### [Task prompt]
Write out only the lines running from the one that contains "TARGET = lake water" to the end of the material, both ends included.
----- Records for this exercise -----
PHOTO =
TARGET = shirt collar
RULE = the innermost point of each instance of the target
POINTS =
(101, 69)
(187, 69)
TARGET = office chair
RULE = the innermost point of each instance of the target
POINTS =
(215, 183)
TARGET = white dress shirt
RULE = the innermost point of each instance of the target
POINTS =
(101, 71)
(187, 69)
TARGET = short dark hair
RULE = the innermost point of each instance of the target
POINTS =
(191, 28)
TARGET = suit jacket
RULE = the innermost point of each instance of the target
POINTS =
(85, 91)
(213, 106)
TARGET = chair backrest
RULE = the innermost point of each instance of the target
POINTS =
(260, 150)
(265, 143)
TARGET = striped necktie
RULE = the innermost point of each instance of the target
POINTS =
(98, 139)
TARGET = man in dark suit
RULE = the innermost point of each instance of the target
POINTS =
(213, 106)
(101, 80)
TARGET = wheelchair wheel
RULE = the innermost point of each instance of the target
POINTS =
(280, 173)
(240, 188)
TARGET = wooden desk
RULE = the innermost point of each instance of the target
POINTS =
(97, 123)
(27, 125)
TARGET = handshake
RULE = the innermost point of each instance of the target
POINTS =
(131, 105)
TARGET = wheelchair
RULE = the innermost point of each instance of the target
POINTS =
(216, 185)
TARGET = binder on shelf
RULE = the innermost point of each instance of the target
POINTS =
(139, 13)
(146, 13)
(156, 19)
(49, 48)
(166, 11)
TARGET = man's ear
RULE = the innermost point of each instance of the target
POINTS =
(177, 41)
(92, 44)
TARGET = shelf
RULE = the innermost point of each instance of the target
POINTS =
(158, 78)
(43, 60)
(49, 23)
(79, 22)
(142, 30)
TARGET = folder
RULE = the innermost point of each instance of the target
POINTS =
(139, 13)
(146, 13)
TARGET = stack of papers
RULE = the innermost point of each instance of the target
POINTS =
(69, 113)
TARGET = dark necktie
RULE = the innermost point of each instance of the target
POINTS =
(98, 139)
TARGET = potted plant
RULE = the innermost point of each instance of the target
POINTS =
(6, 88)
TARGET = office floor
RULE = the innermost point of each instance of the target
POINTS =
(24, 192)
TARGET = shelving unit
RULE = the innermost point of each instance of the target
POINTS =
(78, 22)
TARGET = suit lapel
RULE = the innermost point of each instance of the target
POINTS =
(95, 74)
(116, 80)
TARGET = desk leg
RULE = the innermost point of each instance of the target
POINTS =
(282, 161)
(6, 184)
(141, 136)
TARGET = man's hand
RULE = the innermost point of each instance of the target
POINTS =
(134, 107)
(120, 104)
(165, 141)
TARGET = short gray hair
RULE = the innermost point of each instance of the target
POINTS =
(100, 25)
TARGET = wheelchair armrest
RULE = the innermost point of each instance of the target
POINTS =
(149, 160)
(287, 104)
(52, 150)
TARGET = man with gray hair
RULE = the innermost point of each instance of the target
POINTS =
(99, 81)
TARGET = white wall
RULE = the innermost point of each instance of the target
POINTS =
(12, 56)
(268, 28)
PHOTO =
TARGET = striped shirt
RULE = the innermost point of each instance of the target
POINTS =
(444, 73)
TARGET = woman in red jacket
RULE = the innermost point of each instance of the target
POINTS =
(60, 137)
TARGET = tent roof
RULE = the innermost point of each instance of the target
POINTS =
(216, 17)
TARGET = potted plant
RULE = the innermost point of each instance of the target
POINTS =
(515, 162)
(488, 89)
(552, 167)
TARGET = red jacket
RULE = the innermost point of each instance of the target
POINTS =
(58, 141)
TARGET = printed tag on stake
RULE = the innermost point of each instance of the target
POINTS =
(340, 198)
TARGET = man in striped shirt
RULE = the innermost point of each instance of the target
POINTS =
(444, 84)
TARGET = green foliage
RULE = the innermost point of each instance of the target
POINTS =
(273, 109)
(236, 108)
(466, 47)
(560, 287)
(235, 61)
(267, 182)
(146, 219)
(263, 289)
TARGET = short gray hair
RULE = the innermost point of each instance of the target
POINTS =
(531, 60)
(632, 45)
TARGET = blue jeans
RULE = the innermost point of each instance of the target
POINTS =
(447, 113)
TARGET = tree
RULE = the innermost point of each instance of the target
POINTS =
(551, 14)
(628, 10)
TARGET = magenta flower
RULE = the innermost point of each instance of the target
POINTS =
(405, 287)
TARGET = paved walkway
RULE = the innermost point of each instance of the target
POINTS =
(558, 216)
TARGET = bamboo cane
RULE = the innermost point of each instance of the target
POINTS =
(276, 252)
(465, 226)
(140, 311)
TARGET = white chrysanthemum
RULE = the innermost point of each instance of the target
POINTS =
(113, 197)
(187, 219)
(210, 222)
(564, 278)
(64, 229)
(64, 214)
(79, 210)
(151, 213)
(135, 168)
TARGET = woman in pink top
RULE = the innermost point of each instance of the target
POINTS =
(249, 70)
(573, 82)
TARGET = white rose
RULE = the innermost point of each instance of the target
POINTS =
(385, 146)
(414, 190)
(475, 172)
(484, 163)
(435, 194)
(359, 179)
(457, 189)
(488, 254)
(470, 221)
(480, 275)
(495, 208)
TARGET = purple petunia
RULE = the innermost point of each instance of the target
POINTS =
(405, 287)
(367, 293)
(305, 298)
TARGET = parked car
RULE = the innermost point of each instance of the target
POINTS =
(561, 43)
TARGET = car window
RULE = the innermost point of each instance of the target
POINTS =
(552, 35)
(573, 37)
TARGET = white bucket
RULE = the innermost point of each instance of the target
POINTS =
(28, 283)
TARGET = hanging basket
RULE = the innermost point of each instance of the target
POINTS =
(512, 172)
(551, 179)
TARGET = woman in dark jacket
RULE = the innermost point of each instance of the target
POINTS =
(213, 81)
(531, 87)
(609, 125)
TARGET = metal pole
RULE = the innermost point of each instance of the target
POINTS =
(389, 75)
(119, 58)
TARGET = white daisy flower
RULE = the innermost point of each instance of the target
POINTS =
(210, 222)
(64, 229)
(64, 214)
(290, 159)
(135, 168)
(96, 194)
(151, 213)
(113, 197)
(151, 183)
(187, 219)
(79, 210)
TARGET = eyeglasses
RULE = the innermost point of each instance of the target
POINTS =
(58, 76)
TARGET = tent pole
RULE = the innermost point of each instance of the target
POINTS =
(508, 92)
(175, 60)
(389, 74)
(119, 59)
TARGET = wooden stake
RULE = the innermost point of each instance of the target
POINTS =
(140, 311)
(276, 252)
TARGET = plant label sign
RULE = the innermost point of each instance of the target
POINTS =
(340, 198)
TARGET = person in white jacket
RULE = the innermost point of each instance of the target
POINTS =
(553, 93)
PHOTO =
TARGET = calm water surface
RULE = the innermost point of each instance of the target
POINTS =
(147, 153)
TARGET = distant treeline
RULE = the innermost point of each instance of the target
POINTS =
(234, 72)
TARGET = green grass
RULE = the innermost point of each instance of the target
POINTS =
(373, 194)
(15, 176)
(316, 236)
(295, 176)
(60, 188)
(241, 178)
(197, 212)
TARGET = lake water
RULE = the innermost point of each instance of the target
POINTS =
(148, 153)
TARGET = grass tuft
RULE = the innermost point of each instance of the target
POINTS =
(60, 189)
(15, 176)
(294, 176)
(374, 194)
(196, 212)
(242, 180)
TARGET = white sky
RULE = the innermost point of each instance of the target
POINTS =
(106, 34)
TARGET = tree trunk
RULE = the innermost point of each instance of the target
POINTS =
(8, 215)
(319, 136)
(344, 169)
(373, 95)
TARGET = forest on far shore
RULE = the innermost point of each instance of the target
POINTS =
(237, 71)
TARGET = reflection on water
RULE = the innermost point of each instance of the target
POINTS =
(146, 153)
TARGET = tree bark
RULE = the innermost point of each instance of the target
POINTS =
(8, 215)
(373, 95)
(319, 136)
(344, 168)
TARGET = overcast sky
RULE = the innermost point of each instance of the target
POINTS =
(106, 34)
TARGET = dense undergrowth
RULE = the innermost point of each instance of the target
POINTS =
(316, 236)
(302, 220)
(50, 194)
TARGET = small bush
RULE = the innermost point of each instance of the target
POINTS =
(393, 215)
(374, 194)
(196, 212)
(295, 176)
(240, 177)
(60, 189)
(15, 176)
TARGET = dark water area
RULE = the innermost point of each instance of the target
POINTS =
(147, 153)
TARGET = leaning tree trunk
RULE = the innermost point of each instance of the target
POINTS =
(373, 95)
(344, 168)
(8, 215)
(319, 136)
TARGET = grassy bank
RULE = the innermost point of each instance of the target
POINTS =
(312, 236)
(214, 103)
-----
### [Full answer]
TARGET = lake water
RULE = the innermost point of each instance of the target
POINTS =
(148, 153)
TARGET = grass tuft
RULE = the innermost point of each instance of the target
POINTS =
(60, 189)
(15, 176)
(294, 176)
(374, 194)
(196, 212)
(242, 180)
TARGET = white sky
RULE = the innermost point of each instance of the target
POINTS =
(106, 34)
TARGET = tree trunk
RULE = the innermost point of each instance of the target
POINTS =
(8, 215)
(319, 136)
(344, 169)
(373, 95)
TARGET = forest on far shore
RULE = the innermost point of each instance of the target
POINTS =
(237, 71)
TARGET = reflection on water
RULE = the innermost point of each instance of the target
POINTS =
(146, 153)
TARGET = tree bark
RULE = the innermost point of each instance of the target
POINTS =
(8, 215)
(373, 95)
(319, 136)
(344, 168)
TARGET = overcast sky
RULE = the innermost point of each instance of the target
POINTS =
(106, 34)
TARGET = dense undergrowth
RULE = the innermost point of each instance of the target
POINTS =
(316, 236)
(302, 220)
(50, 194)
TARGET = small bush
RULE = the innermost point of each instance of the target
POINTS =
(393, 215)
(374, 194)
(196, 212)
(295, 176)
(240, 177)
(60, 189)
(15, 176)
TARGET = dark water area
RULE = the innermost point of each instance of the target
POINTS =
(147, 153)
TARGET = leaning tree trunk
RULE = the innermost point of each instance of the target
POINTS =
(373, 95)
(344, 168)
(8, 215)
(319, 136)
TARGET = grassy bank
RULE = the innermost point of each instance of the target
POINTS =
(312, 236)
(214, 103)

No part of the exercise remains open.